* Directions for this task
Determine how many lines of the records below contain the string "shirt", and give only that number.

* Dataset rows
-- Start --
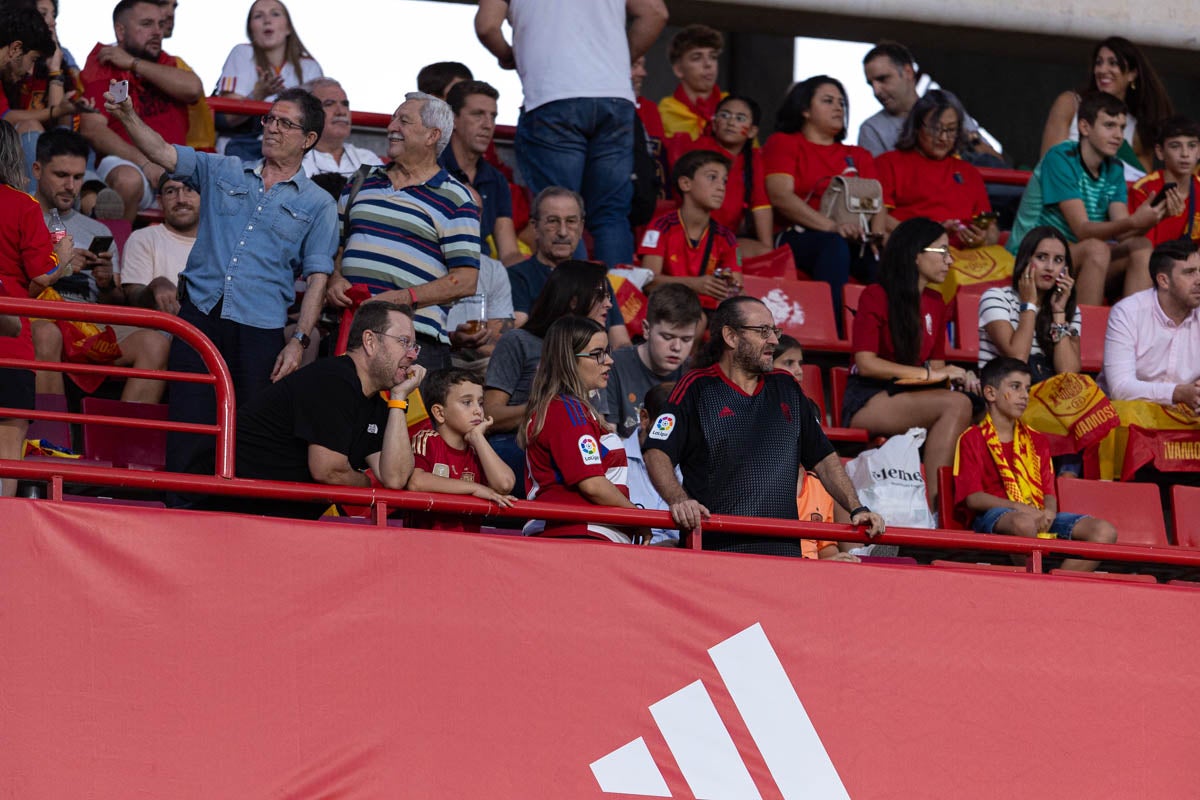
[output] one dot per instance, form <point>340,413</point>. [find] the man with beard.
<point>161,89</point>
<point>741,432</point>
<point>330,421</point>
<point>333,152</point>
-- End --
-- Start --
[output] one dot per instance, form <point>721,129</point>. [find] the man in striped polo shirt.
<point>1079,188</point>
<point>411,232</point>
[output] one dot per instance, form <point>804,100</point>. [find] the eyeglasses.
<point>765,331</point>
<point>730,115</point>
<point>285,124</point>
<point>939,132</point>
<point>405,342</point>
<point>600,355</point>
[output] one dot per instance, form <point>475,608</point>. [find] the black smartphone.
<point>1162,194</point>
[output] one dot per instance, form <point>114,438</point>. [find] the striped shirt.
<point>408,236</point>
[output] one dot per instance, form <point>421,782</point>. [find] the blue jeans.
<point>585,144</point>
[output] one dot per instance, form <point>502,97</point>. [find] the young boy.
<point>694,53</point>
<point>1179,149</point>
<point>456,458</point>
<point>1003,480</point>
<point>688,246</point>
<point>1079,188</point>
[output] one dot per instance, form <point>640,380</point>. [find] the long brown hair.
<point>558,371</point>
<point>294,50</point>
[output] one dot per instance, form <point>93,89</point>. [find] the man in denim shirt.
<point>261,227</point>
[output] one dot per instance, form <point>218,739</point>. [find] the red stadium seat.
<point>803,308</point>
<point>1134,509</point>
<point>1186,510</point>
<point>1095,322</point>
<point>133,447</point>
-- End --
-- Start --
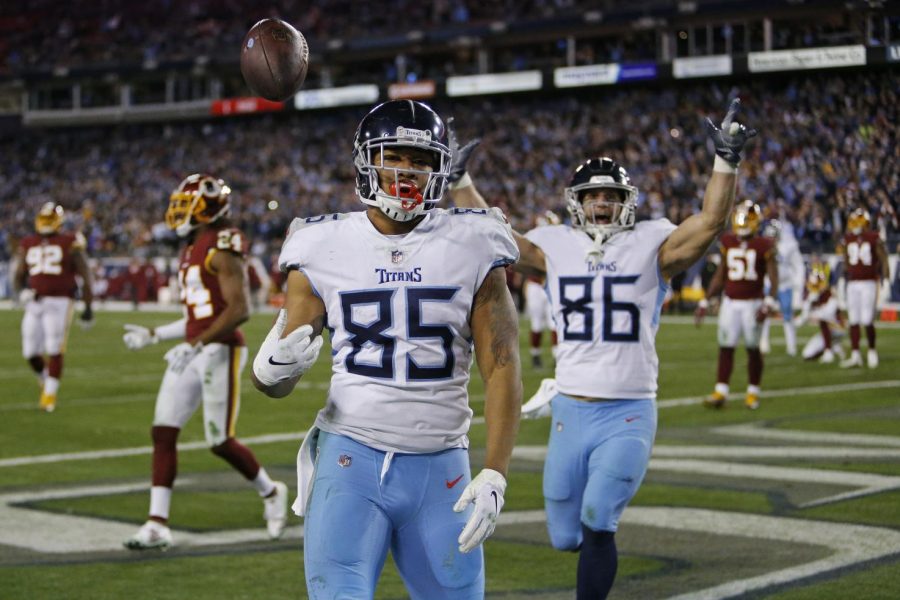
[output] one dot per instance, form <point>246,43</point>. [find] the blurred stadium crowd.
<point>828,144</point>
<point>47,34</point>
-- End --
* The response
3